EXERCISE OBJECTIVE
Beginning at the line that contains "any sunglasses lens" and ending at the last line of the records below, retype each line exactly and add nothing.

━━━━━ PROVIDED MATERIAL

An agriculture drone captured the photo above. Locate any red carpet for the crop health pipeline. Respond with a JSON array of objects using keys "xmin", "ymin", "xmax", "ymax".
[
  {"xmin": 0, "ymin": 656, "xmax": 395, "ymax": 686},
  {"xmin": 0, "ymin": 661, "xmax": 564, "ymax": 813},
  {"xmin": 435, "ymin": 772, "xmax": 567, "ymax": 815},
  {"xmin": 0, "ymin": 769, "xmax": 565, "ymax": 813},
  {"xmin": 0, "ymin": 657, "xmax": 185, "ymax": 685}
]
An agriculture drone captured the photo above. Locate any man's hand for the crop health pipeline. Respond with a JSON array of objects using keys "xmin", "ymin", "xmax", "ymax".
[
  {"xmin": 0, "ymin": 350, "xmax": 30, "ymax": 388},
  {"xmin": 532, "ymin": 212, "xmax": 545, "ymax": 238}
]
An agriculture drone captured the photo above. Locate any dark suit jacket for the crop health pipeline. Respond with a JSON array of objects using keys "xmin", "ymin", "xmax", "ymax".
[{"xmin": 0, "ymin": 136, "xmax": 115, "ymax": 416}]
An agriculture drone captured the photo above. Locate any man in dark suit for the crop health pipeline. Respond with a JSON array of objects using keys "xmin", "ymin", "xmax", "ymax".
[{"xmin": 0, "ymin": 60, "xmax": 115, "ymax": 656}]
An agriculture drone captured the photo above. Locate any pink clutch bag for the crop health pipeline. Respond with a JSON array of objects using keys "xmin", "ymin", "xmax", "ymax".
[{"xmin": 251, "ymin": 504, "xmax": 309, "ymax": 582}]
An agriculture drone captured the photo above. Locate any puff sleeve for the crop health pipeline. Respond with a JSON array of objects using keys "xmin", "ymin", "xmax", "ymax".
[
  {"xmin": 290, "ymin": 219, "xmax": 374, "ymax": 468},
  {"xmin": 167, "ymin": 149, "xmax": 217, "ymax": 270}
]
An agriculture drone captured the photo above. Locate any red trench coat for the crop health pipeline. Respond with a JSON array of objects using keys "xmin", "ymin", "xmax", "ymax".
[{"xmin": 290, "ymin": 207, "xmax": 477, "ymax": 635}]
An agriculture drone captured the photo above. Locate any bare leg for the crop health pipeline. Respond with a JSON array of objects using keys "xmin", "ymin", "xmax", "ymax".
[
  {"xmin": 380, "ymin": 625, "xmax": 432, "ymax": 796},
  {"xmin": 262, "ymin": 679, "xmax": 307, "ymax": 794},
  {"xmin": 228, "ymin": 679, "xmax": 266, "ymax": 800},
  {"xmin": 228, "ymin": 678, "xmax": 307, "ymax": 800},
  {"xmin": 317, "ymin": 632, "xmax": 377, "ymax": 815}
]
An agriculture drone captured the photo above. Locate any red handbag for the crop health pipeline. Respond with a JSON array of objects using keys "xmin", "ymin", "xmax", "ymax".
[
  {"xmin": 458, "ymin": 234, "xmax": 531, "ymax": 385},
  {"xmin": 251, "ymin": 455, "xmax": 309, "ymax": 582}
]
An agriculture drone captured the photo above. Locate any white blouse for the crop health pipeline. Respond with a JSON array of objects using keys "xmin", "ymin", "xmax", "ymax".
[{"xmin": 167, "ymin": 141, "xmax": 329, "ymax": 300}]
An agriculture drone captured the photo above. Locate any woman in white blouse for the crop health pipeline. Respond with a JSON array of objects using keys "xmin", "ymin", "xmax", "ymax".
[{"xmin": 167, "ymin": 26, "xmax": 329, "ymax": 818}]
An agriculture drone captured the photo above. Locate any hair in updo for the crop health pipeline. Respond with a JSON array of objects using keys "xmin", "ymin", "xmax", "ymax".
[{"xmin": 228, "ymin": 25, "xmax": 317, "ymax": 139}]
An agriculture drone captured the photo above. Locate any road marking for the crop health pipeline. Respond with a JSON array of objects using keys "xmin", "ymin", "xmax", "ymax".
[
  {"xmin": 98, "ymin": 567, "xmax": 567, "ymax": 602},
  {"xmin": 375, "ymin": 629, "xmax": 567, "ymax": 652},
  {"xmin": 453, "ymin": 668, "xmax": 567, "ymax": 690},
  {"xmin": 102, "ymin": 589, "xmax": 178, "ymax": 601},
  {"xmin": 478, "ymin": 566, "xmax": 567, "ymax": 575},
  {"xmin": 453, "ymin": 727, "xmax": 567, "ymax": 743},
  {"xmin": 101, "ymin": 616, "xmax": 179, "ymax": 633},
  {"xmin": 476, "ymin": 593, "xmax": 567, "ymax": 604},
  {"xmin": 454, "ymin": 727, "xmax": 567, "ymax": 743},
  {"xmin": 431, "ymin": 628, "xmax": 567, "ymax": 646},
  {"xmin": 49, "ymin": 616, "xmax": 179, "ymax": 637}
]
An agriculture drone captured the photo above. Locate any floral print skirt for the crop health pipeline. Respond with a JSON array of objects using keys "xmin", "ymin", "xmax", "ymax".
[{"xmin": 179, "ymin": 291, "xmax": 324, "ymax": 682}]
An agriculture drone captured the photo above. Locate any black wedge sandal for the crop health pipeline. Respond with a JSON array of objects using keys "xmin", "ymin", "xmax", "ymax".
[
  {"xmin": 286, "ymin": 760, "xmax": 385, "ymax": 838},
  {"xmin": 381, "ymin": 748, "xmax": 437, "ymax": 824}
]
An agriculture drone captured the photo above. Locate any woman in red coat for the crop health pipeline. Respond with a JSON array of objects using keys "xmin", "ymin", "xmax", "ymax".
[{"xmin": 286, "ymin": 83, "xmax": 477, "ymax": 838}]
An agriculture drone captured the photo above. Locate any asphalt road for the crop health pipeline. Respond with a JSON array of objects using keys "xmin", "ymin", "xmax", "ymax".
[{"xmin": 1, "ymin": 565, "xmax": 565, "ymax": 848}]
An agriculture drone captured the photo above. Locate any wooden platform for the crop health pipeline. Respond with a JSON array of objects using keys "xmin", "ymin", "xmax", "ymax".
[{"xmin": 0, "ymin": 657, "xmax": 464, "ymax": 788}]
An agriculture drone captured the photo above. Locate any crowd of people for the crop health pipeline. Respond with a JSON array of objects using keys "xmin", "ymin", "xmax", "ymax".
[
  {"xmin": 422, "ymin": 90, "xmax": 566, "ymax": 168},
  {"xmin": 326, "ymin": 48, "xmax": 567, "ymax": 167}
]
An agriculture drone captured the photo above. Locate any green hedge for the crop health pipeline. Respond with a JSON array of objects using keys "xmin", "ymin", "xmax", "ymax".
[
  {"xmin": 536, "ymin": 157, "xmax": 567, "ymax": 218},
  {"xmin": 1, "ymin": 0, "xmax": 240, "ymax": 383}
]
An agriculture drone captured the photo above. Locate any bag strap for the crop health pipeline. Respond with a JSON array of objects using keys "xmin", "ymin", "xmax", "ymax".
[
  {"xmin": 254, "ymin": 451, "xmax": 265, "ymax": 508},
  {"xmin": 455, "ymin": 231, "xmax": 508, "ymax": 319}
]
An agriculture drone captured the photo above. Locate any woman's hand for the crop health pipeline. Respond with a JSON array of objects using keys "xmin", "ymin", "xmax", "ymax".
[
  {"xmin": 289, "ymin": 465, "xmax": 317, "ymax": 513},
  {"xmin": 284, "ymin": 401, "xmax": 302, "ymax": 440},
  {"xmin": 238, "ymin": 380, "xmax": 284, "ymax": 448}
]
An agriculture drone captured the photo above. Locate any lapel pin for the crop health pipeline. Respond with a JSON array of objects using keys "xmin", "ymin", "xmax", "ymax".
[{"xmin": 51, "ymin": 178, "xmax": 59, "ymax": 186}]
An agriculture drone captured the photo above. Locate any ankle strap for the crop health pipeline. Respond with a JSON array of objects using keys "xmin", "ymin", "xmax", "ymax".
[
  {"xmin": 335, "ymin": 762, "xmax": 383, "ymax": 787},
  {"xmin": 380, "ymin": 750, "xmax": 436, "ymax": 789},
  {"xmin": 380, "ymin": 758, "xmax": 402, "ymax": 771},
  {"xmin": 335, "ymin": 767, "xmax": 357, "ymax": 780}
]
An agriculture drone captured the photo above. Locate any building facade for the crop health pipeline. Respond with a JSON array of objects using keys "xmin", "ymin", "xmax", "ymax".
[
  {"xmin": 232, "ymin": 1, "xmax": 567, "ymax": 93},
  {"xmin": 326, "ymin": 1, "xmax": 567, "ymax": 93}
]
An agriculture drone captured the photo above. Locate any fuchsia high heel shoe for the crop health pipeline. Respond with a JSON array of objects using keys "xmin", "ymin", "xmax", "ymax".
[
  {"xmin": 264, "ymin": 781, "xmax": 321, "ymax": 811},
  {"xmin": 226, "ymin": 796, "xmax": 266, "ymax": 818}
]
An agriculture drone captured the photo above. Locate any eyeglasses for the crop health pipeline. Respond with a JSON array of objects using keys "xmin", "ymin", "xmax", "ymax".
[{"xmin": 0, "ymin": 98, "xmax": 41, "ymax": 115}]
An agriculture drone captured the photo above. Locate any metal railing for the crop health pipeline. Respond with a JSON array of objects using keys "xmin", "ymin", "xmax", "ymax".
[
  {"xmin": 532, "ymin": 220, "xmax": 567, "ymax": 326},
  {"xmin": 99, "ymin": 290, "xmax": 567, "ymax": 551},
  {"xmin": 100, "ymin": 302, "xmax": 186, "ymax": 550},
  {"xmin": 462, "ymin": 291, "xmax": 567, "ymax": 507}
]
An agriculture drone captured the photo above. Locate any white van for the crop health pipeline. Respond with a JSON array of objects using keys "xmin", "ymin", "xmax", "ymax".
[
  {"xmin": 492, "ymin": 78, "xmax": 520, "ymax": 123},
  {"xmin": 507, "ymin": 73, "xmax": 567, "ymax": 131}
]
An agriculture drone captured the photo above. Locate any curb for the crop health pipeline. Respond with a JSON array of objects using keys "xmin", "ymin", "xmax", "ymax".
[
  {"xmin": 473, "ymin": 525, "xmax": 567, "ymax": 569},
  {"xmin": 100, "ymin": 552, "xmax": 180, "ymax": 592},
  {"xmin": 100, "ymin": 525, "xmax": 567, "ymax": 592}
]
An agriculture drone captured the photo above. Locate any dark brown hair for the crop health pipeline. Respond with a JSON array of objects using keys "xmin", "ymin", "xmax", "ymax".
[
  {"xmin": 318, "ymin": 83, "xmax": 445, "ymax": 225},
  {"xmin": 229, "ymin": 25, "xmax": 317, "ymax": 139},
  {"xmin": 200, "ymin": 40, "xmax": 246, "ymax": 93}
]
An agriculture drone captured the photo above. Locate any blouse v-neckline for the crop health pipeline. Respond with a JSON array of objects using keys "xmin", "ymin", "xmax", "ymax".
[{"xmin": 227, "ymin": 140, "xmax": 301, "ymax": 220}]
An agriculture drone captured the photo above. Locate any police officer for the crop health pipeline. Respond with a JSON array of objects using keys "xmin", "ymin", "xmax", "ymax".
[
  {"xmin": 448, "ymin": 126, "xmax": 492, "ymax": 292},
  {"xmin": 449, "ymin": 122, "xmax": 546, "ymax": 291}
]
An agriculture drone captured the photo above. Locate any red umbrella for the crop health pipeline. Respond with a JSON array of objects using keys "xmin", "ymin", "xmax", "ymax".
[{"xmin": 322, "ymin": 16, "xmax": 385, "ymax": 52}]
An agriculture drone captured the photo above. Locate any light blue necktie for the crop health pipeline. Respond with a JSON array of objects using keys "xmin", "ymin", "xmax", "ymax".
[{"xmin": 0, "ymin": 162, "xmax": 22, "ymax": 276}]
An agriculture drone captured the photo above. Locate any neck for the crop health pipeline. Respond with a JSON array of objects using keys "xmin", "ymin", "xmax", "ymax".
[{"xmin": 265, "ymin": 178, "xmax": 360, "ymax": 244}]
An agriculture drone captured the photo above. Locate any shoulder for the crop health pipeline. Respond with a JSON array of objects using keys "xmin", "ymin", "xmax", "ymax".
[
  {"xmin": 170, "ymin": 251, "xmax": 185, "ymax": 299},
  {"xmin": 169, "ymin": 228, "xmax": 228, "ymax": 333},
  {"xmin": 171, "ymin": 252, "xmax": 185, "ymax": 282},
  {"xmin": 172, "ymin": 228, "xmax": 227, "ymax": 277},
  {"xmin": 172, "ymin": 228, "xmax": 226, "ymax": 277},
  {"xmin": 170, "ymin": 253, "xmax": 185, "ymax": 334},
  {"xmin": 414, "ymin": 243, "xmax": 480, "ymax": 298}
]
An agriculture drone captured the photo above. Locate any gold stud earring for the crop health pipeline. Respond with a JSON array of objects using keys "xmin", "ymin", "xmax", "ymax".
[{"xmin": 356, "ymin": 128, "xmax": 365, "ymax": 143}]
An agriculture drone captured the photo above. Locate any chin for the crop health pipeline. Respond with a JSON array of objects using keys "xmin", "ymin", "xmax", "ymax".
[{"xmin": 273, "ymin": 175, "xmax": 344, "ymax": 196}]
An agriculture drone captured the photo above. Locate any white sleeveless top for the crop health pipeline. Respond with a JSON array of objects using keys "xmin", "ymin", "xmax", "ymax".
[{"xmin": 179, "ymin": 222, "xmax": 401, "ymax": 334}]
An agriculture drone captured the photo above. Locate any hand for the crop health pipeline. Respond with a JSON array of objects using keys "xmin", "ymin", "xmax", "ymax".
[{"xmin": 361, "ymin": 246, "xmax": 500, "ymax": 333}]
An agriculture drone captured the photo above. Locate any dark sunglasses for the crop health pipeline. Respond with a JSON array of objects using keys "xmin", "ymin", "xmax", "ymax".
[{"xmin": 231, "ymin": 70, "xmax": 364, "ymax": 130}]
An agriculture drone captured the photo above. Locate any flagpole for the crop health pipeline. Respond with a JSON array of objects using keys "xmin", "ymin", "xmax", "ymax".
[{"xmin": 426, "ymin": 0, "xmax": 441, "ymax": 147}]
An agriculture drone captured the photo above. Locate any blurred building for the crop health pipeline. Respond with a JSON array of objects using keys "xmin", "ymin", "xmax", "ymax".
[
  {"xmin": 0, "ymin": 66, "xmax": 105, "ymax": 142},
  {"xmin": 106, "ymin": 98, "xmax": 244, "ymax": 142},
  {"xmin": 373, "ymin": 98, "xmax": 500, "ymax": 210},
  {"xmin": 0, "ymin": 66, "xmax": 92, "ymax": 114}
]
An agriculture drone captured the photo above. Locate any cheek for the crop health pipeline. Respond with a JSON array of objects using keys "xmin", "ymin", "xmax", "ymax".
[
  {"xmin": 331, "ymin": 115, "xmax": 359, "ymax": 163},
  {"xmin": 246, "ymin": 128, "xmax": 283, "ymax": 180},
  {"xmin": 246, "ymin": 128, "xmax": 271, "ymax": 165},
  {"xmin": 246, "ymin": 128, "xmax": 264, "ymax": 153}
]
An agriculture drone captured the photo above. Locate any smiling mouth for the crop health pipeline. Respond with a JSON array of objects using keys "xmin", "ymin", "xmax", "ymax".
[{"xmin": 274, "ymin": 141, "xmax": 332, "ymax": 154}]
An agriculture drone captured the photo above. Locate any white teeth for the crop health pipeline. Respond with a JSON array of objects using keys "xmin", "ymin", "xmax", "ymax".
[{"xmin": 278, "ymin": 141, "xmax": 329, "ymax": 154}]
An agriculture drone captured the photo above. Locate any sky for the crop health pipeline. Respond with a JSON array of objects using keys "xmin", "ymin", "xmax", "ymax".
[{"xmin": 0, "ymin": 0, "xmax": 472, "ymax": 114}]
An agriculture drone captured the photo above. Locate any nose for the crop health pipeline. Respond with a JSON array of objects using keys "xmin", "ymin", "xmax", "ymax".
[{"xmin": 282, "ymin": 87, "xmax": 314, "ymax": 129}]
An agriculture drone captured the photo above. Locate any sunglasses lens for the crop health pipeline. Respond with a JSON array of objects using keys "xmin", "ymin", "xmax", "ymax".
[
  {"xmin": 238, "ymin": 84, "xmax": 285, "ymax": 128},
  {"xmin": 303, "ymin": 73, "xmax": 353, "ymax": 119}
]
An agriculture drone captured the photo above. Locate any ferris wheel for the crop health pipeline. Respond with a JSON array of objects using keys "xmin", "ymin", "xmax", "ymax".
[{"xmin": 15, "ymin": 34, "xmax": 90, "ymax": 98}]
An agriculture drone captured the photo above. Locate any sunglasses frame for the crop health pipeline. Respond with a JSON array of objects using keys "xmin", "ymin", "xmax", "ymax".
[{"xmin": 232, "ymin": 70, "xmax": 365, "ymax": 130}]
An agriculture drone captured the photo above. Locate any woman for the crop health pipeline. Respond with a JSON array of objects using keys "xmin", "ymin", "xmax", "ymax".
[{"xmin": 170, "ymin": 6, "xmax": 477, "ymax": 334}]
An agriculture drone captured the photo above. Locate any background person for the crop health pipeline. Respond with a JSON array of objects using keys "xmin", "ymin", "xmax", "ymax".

━━━━━━━━━━

ANSWER SECTION
An agriculture drone captured the photo above. Locate any sunglasses lens for the crop health pipeline. Respond with a JSON array of objects using keys "xmin", "ymin", "xmax", "ymax".
[
  {"xmin": 238, "ymin": 84, "xmax": 285, "ymax": 128},
  {"xmin": 303, "ymin": 73, "xmax": 353, "ymax": 119}
]
An agriculture drone captured the photo above. Locate any ferris wheel for the crop health pipeline. Respond with a JSON array of objects using keys "xmin", "ymin", "xmax", "ymax".
[{"xmin": 15, "ymin": 34, "xmax": 90, "ymax": 98}]
An agriculture drone captured the photo above. Locate any sunglasses frame for the crop health pipeline. Respond with a JSON array of objects using keys "xmin", "ymin", "xmax", "ymax".
[{"xmin": 232, "ymin": 70, "xmax": 365, "ymax": 130}]
An agriculture drone captured the photo above. Locate any woman for the crop health pipeline. Respond with a JSON array of objects using keys "xmin", "ymin", "xmax", "ymax".
[{"xmin": 170, "ymin": 6, "xmax": 477, "ymax": 334}]
An agriculture drone captured the photo above. Locate any background person for the crop health pipeline. Respond with a JSON array of objects using keys "xmin", "ymin", "xmax", "ymax".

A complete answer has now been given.